_Reading text_

- - - - - - -

Species of flowering plant

Portulaca molokiniensis, known also as 'ihi, is a succulent plant endemic to Hawaii. This plant is federally listed as an endangered species. It has small yellow flowers and when grown from seed may produce a caudex. This plant is easy to propagate.

This rare perennial species of Portulaca is restricted to a few coastal sites on Molokini Island (Maui), Puʻukoaʻe Islet and Kamōhio Bay, Kahoʻolawe. It is known to grow in volcanic tuff, detritus at base of sea cliff and on steep rocky slopes from about 30 to about 375 feet.

Portulaca molokiniensis is a rare endemic to the Hawaiian islands where it known to grow in loose volcanic scree on steep slopes and in sand near the seaside on the arid islets of Molokini and Pu'ukoa'e and at Kanhio Bay on Kaho'olawe off the west coast of Maui. Though many think of the Hawaiian islands as lush and moist, the collection sites on these islands are on the leeward, rainshadow side and are extremely dry. Though this plant was first collected by Charles N. Forbes on Molokini in February 1913, it was identified as Portulaca lutea, a plant more widely distributed throughout the Pacific islands. It was collected once again as Portulaca lutea in the 1920s and then not documented again until collections made in the late 1970s and early 1980s where the distinctiveness of the plant was noted and it was officially described as a new species by Hawaii forester Bob Hobdy in 1987.

- - - - - - -

_Directions_
1. Answer from the Portulaca molokiniensis text:
(a) Who first collected the plant, and in what month and year?
(b) Across what elevation range does it grow?
(c) Who described it as a new species, and in what year?
2. Decide whether each statement agrees with the Portulaca molokiniensis text, citing the deciding words:
(a) The plant is federally listed as an endangered species.
(b) The collection sites lie on the moist windward side of the islands.
(c) The plant is hard to propagate.
3. Repeat verbatim the part of the Portulaca molokiniensis text that begins at the words "Portulaca molokiniensis, known" and stops after "easy to propagate.".
The data are separate material, independent of the Portulaca molokiniensis text.

_Raw data_
- - - - - - -

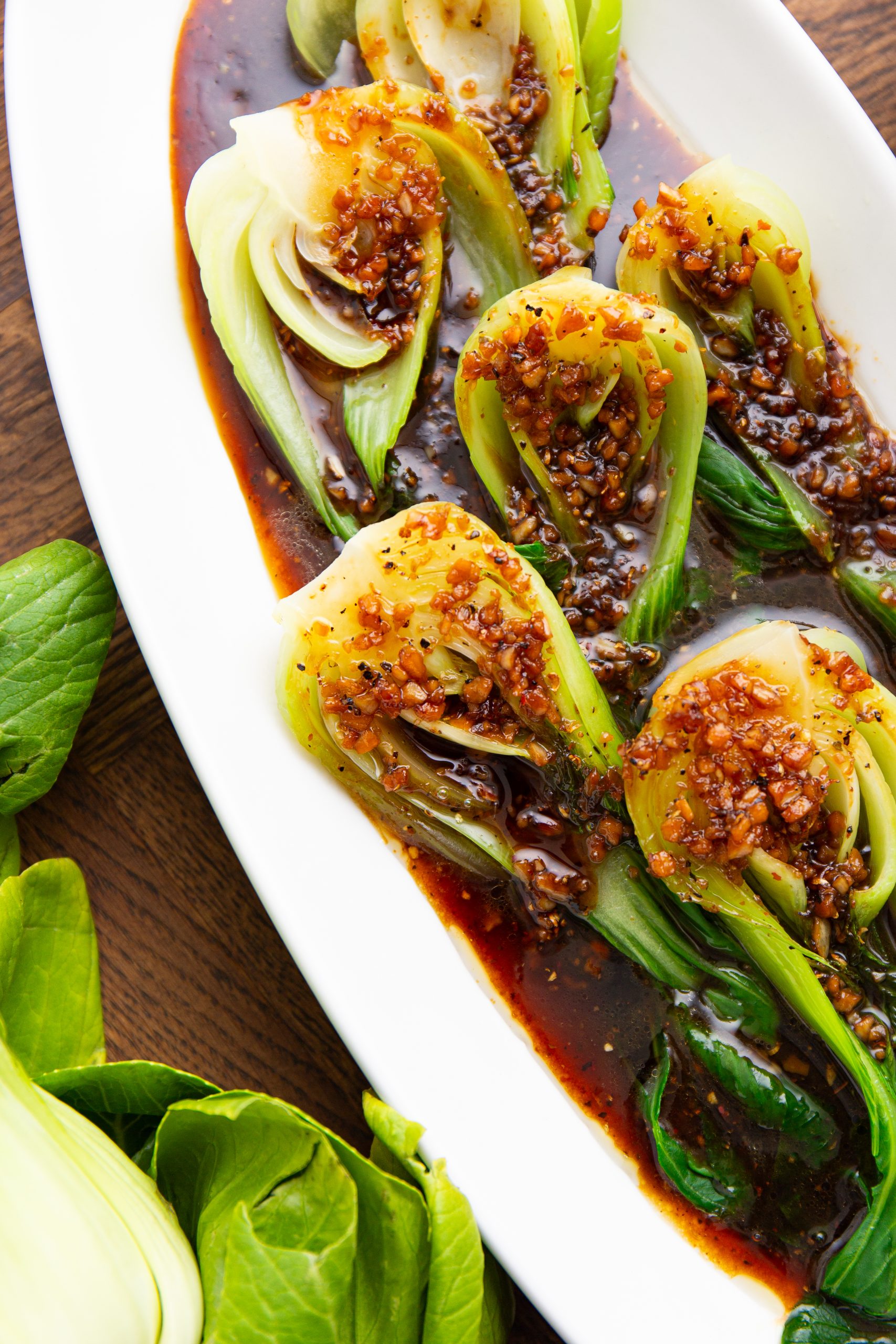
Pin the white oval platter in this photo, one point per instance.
(88, 89)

- - - - - - -

_Results for each task_
1.
(a) Charles N. Forbes, in February 1913.
(b) From about 30 to about 375 feet.
(c) Hawaii forester Bob Hobdy, in 1987.

2.
(a) Yes: "This plant is federally listed as an endangered species."
(b) No: "the collection sites on these islands are on the leeward, rainshadow side and are extremely dry."
(c) No: "This plant is easy to propagate."

3.
Portulaca molokiniensis, known also as 'ihi, is a succulent plant endemic to Hawaii. This plant is federally listed as an endangered species. It has small yellow flowers and when grown from seed may produce a caudex. This plant is easy to propagate.